* [ASSIGNMENT] Each record must come back unchanged in your answer, stripped of its images.

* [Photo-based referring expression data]
——
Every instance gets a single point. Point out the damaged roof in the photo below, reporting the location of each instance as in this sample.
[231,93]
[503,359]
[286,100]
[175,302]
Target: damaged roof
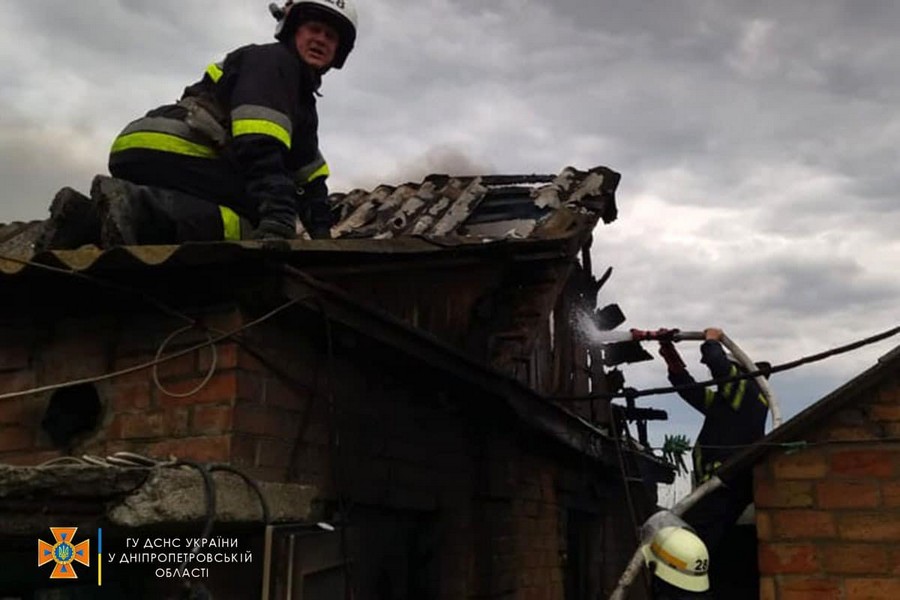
[430,216]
——
* [RESPONSE BOX]
Every instance gets a single point. Point out the damaged roof in the photo below, reporting the location of each instance as in this sample.
[231,93]
[503,359]
[286,100]
[175,302]
Target: damaged roof
[430,216]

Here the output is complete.